| Task 1 |
In the actual play report, what did the elementalist use to get through the Doors of Sacrifice?

Sunday, March 17, 2013

Actual Play: Savage Tides Fogmire Part 1

I just got back from running the Fogmire session of my DF:STAP game. We didn't quite complete the dungeon, which I quite expected: the fight with the bar-lgura and the gladiator ape court was quite big.

SPOILERS for Savage Tide: Here There Be Monsters below

The session started with the delvers interrogating a zombie that's being tortured by demons. Why is the zombie being tortured? I don't know. The bar-lgura interrupted the discussion by teleporting in, capturing a bunch of inconvenient NPCs, and teleporting out. The delvers didn't get much of a chance to fight, though they did learn that the bar-lguras were vulnerable to silver (almost none of the PCs have silver weapons) but otherwise had very high DR.

Some prayers were made and a holy oracle pointed the way to the dungeon. The delvers explored a bit, avoided the obvious traps, used Scout! destiny points to track the monsters (the original adventure makes it clear that the bar-lgura drag their captives through the tunnels, despite being presumably able to teleport anywhere inside the complex) and quickly got to the first set of traps: the Doors of Sacrifice and the Shrine of Duplicity.

The Doors require a blood sacrifice from the delvers, in the form of one delver sticking both hands into a pair of bronze demonic mouths. A pair of (non-magical, non-important) statues loom on either side of the door, and the players were convinced they were golems. Some time was wasted, smashing the golems to pieces, but even then, the delvers didn't want to try to open the door. Finally, the elementalist used Shape Metal to shrink the door in its frame and they got in that way - and laughed a bit when they realized they could have just smashed the doors open.

The puzzle in the Shrine is fiendishly difficult, non-intuitive, without clues, and a definite case of pixel-bitching. The delvers searched enough to be able to disarm the traps on the mirrors (more Thief! and Scout! destiny points spent to find those traps) but I made them work out the candle-throne-mirror-candle-throne-mirror-portal sequence all by themselves. I think that took an hour of real-time to get through.

The first couple of delvers through the portal were sneaky, but the elementalist made some noise and the saint was spotted by the demons. A big fight broke out. The elementalist was kidnapped to the upper level, where one of the bar-lgura spent the better part of 7 rounds trying and failing to throw him off the edge. The other bar-lgura bounced around, opened the door for the fiendish gladiator apes, and got smited multiple times by the saint. The apes went after the saint and the scout, but failed to connect with either. Despite a constant stream of reinforcements and the knight taking a couple of rounds to get through the portal, the scout managed to kill enough apes to link up with the swashbuckler, who killed the rest. The ones going after the saint got ignited by smite, and I discovered that gladiator apes don't have High Pain Threshold. So their awesome Brawling-18 got dropped to an effective 11 thanks to "on fire", "-4 shock penalty each turn", and "-1 SM penalty." The saint just kept burning them, dodging, retreating, blocking, and parrying. Eventually the knight showed up and helped her out.

| Data to use |
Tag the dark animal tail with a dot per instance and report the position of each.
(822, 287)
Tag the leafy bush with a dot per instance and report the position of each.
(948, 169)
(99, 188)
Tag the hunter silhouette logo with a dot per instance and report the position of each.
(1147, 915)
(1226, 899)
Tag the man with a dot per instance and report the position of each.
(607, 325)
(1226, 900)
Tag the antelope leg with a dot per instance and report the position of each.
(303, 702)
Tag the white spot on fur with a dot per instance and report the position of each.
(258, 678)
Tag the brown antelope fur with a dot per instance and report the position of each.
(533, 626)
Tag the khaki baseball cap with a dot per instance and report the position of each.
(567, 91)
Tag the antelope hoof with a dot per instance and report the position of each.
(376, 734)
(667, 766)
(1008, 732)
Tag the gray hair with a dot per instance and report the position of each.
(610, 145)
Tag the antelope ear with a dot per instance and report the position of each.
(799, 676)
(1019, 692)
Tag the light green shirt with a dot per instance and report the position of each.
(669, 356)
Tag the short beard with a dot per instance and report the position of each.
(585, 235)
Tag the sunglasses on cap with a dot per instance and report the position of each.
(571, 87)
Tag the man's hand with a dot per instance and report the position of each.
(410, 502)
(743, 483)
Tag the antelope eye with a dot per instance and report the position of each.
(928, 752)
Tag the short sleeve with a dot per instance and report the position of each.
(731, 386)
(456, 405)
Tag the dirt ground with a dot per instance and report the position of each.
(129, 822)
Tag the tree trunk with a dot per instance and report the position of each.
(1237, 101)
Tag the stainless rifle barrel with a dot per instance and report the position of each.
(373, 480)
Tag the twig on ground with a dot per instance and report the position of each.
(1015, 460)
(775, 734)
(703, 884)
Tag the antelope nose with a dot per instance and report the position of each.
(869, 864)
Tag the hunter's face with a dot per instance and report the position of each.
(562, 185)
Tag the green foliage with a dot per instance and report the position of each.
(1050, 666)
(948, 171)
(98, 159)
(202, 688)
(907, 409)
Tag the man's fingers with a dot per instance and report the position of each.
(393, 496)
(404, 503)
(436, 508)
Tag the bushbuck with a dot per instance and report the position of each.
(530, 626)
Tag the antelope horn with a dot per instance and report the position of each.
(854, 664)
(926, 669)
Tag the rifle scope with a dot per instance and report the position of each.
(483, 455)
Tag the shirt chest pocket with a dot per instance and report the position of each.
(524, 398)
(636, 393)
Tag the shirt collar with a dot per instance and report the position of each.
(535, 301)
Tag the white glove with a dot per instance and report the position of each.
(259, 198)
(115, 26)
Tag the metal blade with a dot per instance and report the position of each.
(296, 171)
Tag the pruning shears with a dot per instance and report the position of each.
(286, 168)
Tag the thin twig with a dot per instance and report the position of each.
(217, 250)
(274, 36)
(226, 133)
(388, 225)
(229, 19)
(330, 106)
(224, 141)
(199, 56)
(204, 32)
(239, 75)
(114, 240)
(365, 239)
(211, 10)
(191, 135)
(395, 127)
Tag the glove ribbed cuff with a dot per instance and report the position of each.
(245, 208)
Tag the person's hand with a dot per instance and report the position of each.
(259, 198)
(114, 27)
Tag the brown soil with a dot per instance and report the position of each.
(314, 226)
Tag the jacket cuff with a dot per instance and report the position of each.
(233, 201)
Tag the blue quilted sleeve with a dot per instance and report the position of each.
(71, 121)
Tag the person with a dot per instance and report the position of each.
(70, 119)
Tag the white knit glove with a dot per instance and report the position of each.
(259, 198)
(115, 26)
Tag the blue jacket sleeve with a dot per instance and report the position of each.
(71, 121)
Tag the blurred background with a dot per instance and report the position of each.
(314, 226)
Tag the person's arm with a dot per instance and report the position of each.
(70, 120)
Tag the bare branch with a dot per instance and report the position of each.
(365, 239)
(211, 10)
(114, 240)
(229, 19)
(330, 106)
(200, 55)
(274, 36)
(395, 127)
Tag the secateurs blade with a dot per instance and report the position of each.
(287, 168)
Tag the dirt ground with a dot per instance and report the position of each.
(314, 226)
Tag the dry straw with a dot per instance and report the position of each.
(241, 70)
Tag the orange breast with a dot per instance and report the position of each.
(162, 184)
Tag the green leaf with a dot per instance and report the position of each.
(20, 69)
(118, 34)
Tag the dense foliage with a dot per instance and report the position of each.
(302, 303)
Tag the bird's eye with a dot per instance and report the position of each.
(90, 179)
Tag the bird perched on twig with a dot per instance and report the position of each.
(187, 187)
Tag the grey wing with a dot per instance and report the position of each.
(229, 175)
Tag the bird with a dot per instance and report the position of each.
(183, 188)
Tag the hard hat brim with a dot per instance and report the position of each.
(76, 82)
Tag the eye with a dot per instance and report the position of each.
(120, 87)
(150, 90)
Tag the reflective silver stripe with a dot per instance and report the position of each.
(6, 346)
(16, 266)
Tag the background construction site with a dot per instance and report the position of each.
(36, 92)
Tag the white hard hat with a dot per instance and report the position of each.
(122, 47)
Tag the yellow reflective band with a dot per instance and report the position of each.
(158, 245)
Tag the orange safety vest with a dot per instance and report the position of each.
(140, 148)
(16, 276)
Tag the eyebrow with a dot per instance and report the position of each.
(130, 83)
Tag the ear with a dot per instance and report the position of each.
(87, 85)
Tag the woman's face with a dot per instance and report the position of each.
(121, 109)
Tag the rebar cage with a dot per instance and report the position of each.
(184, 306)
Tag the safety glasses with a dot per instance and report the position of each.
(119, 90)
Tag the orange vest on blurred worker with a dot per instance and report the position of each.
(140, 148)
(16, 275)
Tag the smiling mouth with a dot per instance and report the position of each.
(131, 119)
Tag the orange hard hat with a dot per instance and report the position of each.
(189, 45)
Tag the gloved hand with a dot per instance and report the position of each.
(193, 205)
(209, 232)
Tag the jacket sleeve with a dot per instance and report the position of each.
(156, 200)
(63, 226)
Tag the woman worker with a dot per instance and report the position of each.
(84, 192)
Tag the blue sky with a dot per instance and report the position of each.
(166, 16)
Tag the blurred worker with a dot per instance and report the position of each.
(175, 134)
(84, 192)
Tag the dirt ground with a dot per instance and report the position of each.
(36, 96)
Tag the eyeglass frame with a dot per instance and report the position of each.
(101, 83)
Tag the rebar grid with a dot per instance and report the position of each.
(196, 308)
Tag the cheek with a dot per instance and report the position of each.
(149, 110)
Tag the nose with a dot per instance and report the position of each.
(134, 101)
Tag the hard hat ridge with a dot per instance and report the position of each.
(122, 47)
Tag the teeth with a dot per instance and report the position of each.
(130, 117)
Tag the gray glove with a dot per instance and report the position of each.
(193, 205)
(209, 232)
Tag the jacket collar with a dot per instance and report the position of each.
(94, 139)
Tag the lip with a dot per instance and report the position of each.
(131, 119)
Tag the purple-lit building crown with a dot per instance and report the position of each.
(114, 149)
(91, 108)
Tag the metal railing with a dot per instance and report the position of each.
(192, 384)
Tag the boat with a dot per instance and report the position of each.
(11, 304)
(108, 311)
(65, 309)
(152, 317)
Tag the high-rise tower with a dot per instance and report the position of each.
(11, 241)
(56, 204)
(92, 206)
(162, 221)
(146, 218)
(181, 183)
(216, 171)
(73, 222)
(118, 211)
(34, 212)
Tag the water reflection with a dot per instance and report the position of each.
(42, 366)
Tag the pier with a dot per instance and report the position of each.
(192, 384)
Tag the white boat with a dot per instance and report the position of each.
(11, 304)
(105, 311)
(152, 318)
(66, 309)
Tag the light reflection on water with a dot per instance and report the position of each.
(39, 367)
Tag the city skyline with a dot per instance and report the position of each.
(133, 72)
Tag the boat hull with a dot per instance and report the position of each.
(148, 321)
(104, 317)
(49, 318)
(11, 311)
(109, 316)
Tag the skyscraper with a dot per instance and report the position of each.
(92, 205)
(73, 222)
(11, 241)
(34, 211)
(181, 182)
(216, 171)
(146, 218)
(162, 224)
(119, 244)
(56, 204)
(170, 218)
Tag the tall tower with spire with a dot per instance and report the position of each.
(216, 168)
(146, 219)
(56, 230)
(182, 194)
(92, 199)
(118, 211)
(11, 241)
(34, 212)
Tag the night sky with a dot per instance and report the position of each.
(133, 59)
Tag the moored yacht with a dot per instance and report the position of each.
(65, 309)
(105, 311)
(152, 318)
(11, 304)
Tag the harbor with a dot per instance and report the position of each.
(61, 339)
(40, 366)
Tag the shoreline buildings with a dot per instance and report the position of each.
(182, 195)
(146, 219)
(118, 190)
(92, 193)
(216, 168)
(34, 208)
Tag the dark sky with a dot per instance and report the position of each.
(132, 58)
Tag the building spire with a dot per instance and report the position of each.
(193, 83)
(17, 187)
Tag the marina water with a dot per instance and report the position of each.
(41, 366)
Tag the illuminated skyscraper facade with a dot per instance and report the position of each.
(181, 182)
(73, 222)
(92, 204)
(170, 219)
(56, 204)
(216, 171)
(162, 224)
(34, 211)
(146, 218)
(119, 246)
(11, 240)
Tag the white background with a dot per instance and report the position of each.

| Task 2 |
In the records, copy the part that opens with the line containing "Tag the illuminated" and runs to the end of the records. Swap "skyscraper" for "high-rise" and leave everything else unchanged.

| Exercise response 1 |
The elementalist used Shape Metal to shrink the door in its frame.

| Exercise response 2 |
Tag the illuminated high-rise facade with a dot per instance and report the position of each.
(181, 182)
(73, 222)
(92, 204)
(170, 219)
(56, 204)
(216, 171)
(162, 224)
(34, 211)
(146, 218)
(119, 246)
(11, 240)
Tag the white background with a dot per instance and report the position of each.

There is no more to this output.